* **Texte présenté**:
※

UNCUT GEMS : chronique

28-01-2020 - 14:53 - Par

UNCUT GEMS : chronique

Malaimable, éreintant, bruyant, malaisant… Le nouveau film des frères Safdie est une prise d’otage artistique qui relève du génie. Et manifeste d’une maîtrise du cinéma étourdissante.

 

Darius Khondji conseille de voir UNCUT GEMS deux fois. A priori, on ne saurait en dire autant. L’expérience a été spéciale. La caméra plantée dans le quartier des diamants à New York, le film n’est que logorrhées grossières, négociations, discours de persuasion. Le bruit de la ville est assourdissant. Les menaces fusent. Des coups de gueule retentissent. Des cris. Des coups. Tout est antipathique. Compliqué. Dangereux. Il n’y a rien de souriant dans le commerce du solitaire ; c’est une communauté obligée de cohabiter par la force de l’argent. Et puis, Howard Ratner (Adam Sandler), quel gus. En plus d’être un joailler margoulin, c’est un joueur invétéré. Il a des gangsters aux fesses, des usuriers. Mais ce loser croit que sa chance va tourner. Il a la baraka depuis qu’il a acquis une pierre précieuse en direct d’Afrique. Il va en tirer un sacré pactole aux enchères. Alors pourquoi la prêter, sans grande garantie, au champion de basket Kevin Garnett ? C’est risqué. Mais sa dernière coloscopie est bonne, donc autant conjurer le sort une fois de plus… UNCUT GEMS part des gisements d’Ethiopie, de l’excavation d’un caillou d’une pureté rare. La caméra pénètre dans le cristal et magie des Safdie oblige, arrive directement dans le cul d’Howard. Tout y est : ce n’est pas du cinéma confort que les frères new-yorkais vont nous proposer. Le pacte entre eux et nous est scellé. Nous sommes partis pour un voyage à la vie à la mort au plus près d’un des grands personnages de ce début de siècle : Howard Ratner, habité par le talent zinzin d’Adam Sandler, son visage toujours tordu par un rictus pathétique.

※

* **Vos tâches**:
A. D'après la chronique, quel acteur joue Howard Ratner ?
B. Dans la chronique, reprenez le passage qui commence par « Malaimable, éreintant, bruyant, malaisant… » et s'arrête après « du cinéma étourdissante. », en renommant « étourdissante » en « vertigineuse ».

* **Données fournies**:
※

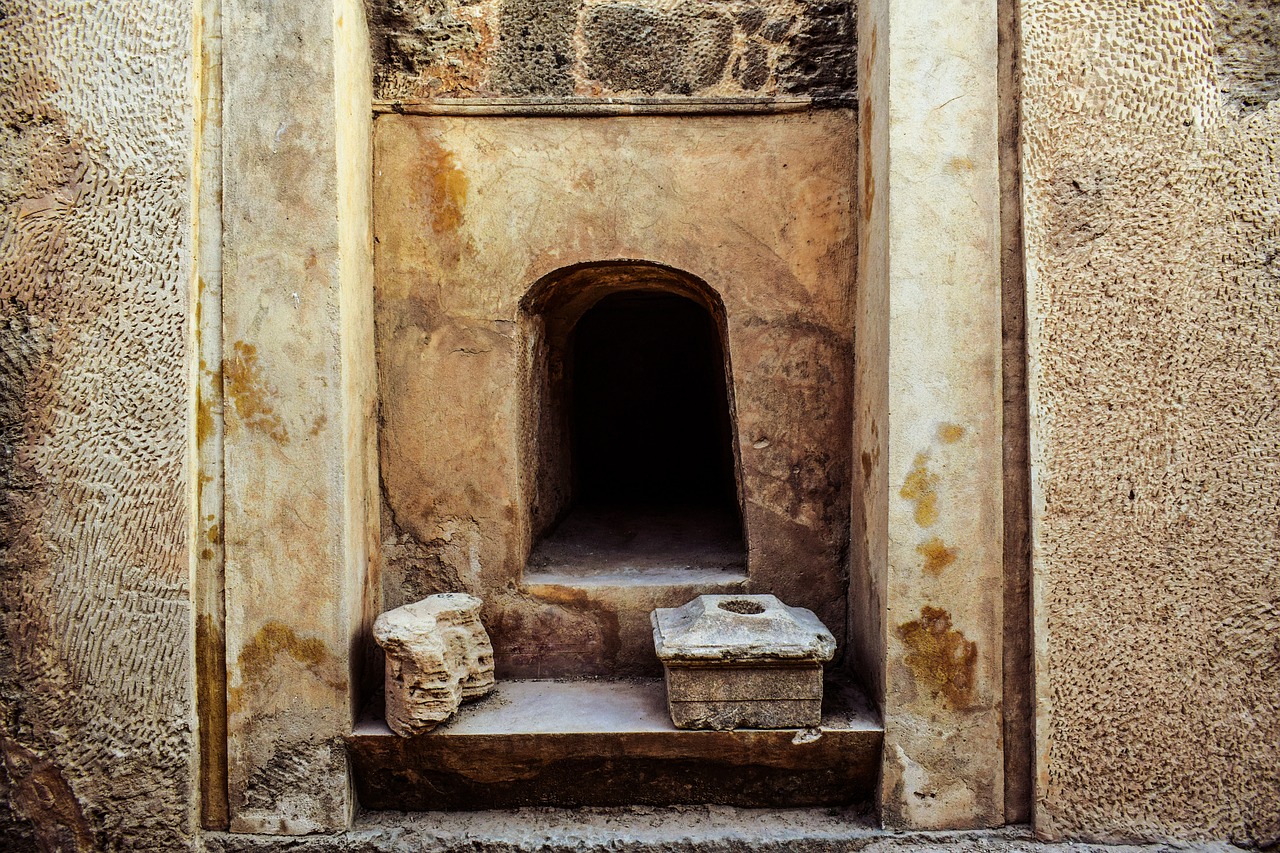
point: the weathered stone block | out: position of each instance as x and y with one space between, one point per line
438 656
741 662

※

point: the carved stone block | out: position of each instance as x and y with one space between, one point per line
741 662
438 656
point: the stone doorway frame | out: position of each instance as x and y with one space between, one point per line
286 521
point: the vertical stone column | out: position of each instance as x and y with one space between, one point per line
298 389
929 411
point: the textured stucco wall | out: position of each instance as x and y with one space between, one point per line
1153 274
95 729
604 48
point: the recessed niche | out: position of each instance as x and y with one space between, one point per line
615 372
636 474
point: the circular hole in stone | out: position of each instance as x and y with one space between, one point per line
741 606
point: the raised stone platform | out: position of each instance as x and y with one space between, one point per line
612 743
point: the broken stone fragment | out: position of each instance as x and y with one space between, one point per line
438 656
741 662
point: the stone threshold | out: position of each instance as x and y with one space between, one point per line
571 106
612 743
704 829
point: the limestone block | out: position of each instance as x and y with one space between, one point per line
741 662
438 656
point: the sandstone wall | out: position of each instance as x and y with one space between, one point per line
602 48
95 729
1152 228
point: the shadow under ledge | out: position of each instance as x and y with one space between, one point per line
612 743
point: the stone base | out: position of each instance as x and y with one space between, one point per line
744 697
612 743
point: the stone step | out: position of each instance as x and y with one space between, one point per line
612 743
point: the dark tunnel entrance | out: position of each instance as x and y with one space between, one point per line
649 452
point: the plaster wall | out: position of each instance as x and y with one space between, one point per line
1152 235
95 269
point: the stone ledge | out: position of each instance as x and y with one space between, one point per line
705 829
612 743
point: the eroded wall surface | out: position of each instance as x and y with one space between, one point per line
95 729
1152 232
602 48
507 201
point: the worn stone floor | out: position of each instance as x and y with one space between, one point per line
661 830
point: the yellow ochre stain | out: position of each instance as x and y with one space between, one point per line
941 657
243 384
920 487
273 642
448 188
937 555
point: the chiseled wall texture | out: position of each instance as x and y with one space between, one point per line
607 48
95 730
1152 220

※

* **Solutions des exercices**:
A. Adam Sandler.

B.
Malaimable, éreintant, bruyant, malaisant… Le nouveau film des frères Safdie est une prise d’otage artistique qui relève du génie. Et manifeste d’une maîtrise du cinéma vertigineuse.